Out along the trench lines, both sides enjoyed an impromptu and unauthorized truce. According to a Georgian, "The men had suspended their work without being so ordered and in a few minutes they were passing in full sight of each other, shouting the compliments of the season, giving invitations to cross over and take a drink, to come to dinner, to come back into the Union, . . . and other amenities, which were a singular contrast to the asperities of war."

Many of the Union troops enjoyed what a New Hampshire soldier noted in his diary as a "fine Christmas dinner for all." On the Confederate side there was a concerted effort to see that the men at the front got something special this day. "The newspapers urged the movement forward, committees were appointed to collect and forward the good things to the soldiers," wrote a Virginian in gray. The effort paid off for some. "We had . . . a big Christmas dinner and . . . our Christmas passed off very pleasantly," reported a North Carolina infantryman. In another company the men eagerly waited for the Christmas bounty to arrive. When it did finally show up (two weeks late) it consisted of "one drumstick of a turkey, one rib of mutton, one slice of roast beef, two biscuits, and a slice of lightbread." It was the thought that counted for most, and, recalled a young Rebel, "we thanked our benefactors and took courage."



Yet even amid these holiday reflections, signs of the end were apparent. A New York boy, writing home December 25, observed, "We have cheering news every day—it is evident the confederacy is rapidly falling to pieces."

[Stored items]
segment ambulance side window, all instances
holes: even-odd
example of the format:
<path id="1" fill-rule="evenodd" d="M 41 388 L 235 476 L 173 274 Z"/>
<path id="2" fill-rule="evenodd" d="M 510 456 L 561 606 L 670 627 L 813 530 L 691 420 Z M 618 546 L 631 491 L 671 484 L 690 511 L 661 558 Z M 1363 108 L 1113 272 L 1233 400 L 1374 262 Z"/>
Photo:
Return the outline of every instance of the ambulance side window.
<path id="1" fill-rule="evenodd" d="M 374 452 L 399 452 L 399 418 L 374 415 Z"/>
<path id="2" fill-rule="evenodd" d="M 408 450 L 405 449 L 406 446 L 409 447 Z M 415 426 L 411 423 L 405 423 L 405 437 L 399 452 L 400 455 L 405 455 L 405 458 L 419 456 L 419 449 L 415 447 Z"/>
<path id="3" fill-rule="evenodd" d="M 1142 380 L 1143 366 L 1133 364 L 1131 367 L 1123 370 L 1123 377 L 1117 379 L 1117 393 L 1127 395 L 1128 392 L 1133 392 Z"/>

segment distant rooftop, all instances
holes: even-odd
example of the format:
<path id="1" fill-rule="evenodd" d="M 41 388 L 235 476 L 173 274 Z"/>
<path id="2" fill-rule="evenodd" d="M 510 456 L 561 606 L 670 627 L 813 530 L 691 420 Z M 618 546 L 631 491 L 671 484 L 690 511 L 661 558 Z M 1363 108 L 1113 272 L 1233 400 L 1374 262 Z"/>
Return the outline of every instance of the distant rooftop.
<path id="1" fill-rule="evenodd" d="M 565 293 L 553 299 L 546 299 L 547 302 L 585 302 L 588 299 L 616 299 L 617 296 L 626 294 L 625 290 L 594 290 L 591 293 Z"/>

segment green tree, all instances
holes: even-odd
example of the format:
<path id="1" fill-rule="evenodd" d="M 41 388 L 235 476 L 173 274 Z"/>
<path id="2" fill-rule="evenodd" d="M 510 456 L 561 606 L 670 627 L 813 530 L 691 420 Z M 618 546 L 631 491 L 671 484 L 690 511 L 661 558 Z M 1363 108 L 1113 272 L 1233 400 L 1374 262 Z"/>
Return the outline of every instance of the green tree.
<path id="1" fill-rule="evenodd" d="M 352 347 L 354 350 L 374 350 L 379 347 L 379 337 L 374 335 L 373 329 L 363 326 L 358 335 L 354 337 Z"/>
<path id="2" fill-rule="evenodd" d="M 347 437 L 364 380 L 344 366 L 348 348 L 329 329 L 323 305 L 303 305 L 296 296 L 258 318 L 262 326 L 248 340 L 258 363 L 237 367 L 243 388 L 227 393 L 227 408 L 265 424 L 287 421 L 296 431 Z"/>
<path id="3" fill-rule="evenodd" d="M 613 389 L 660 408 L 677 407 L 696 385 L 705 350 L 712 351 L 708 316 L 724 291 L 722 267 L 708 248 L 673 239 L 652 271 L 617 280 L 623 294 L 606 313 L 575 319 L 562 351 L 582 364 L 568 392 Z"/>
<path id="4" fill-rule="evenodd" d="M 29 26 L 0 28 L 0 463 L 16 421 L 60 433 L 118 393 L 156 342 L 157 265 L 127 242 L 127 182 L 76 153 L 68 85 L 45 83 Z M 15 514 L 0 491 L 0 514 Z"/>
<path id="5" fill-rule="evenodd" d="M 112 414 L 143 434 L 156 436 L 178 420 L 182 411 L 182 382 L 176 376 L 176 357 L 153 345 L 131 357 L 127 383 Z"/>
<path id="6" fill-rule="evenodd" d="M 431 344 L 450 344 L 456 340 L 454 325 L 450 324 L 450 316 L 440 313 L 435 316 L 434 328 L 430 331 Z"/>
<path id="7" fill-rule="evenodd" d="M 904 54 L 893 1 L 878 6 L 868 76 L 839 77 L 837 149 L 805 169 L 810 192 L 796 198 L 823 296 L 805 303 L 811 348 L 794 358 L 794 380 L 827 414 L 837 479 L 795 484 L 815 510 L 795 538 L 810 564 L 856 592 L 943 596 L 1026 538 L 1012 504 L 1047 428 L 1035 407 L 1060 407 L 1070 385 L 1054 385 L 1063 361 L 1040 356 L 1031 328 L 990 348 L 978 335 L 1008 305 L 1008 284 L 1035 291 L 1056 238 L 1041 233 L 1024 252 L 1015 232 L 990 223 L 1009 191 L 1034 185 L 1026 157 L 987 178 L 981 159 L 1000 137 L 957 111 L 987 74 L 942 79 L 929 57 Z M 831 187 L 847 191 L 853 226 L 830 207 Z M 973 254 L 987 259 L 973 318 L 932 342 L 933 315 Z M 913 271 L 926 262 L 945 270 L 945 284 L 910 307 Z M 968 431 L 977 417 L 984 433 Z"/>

_TASK GOAL_:
In the excerpt about Christmas along the trench lines, how late did the Christmas bounty arrive for the company that had been eagerly waiting for it? The items aren't needed for this exercise.

_ANSWER_:
It arrived two weeks late.